--- OBJECTIVE ---
Type out the records that follow, exactly as given.

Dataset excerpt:
— BEGIN —

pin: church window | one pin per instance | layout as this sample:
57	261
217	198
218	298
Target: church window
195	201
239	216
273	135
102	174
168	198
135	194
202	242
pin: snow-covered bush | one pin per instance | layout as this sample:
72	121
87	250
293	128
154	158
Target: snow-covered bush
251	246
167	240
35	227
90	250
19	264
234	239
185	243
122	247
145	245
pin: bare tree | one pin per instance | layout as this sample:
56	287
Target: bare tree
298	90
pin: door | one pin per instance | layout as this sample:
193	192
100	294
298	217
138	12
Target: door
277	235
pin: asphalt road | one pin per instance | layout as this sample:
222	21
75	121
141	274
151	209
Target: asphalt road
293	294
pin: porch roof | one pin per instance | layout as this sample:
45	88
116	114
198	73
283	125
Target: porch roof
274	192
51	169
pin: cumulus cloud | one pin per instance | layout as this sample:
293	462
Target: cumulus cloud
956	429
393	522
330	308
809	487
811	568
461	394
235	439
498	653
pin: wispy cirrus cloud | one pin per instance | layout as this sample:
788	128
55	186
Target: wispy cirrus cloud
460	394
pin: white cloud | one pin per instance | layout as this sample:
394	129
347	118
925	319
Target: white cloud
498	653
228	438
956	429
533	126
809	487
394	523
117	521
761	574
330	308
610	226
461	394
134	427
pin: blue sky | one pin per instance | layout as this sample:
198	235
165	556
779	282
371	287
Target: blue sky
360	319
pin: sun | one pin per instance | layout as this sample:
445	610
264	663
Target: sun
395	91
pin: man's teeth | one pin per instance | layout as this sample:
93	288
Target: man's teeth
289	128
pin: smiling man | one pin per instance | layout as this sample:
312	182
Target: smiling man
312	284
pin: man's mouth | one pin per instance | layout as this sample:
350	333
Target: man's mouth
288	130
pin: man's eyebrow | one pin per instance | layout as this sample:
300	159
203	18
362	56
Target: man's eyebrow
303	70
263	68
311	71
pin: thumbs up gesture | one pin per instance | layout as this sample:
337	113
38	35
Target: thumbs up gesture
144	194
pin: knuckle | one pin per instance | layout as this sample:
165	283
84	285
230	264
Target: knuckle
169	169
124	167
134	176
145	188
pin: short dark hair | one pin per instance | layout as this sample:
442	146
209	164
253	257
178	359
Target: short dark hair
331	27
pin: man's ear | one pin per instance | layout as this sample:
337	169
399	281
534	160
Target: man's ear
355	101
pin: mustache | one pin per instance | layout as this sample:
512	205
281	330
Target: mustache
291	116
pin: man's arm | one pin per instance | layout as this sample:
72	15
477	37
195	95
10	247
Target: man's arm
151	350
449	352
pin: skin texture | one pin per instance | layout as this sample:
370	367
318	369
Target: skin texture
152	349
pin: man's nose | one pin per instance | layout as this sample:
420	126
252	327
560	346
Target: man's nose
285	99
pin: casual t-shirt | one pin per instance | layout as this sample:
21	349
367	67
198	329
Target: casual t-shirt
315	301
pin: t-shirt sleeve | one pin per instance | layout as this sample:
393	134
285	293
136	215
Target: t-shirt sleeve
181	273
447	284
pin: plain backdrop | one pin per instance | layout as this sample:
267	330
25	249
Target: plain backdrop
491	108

— END —

--- COMPLETED EXERCISE ---
pin: church window | one pin per instance | layout as this sample:
57	261
217	198
218	298
Target: church window
195	201
239	216
273	135
102	174
168	198
135	194
202	242
pin: snow-covered bush | one pin per instance | layout as this sample:
72	121
87	250
293	128
154	158
Target: snow-covered bush
251	246
167	240
35	227
90	250
19	264
234	239
185	243
122	247
145	245
pin: bare tree | one pin per instance | layout as this sample:
56	287
Target: bare tree
298	90
pin: door | one pin per instance | layout as this sample:
193	192
100	294
298	217
138	12
Target: door
277	235
pin: asphalt road | one pin per instance | layout as this sample:
222	21
75	121
141	274
151	209
Target: asphalt road
293	294
pin: porch roof | one pin per instance | layout as this sample:
45	88
116	114
198	73
283	125
Target: porch roof
274	192
51	169
pin: cumulus cloud | one pin per instance | layout as this sample:
293	462
Target: cumulus cloud
956	429
393	522
330	308
809	487
811	568
461	394
235	439
498	653
pin: wispy cirrus cloud | one pin per instance | layout as this sample:
788	128
55	186
Target: wispy cirrus cloud
460	394
pin: white cloud | one pin per instance | layout as this sample:
394	129
347	118
925	319
Target: white cloud
498	653
228	438
956	429
533	126
809	487
394	523
117	521
761	574
330	308
610	226
461	394
134	427
pin: blue sky | one pin per instance | layout as this sample:
198	235
165	556
779	282
371	287
Target: blue sky
360	319
pin: sun | one pin per instance | layout as this sample:
445	610
264	663
Target: sun
395	91
pin: man's teeth | one pin per instance | layout as this sample:
93	288
Target: man's teeth
289	128
pin: smiling man | one pin per instance | layout as this sample:
312	182
Target: smiling man
312	284
pin: man's mouth | one pin per instance | layout as this sample:
350	333
Target: man's mouth
288	130
pin: man's eyebrow | one pin per instance | layout as this sample:
300	159
203	18
362	56
Target: man's eyebrow
303	70
263	68
311	71
pin: thumbs up gesture | one pin per instance | layout as this sample:
337	113
38	35
Target: thumbs up gesture
144	194
pin: knuckle | one pin per instance | layout as this sample:
165	283
84	285
230	264
Target: knuckle
169	169
124	167
134	176
145	188
pin: short dark hair | one pin per instance | layout as this sample:
442	146
209	164
253	257
178	359
Target: short dark hair
331	27
pin: man's ear | one pin per instance | layout as this sample:
337	169
399	281
534	160
Target: man's ear
355	101
pin: mustache | one pin per instance | layout as this sample:
512	205
281	330
Target: mustache
291	116
pin: man's arm | one pin per instance | layout as this sample:
72	15
477	37
195	95
10	247
Target: man's arm
151	350
449	352
pin: skin texture | one pin per instance | layout as this sample:
370	367
318	369
Target: skin texture
152	349
pin: man's nose | one pin per instance | layout as this sample:
420	126
252	327
560	346
Target: man's nose
285	99
pin: casual t-shirt | one pin per instance | layout as this sample:
21	349
367	67
198	329
Target: casual t-shirt
315	301
pin: t-shirt sleeve | one pin per instance | layout as this sample:
393	134
285	293
136	215
Target: t-shirt sleeve
181	273
447	284
pin: plain backdrop | one pin per instance | layout as this sample:
267	330
25	249
Target: plain backdrop
491	108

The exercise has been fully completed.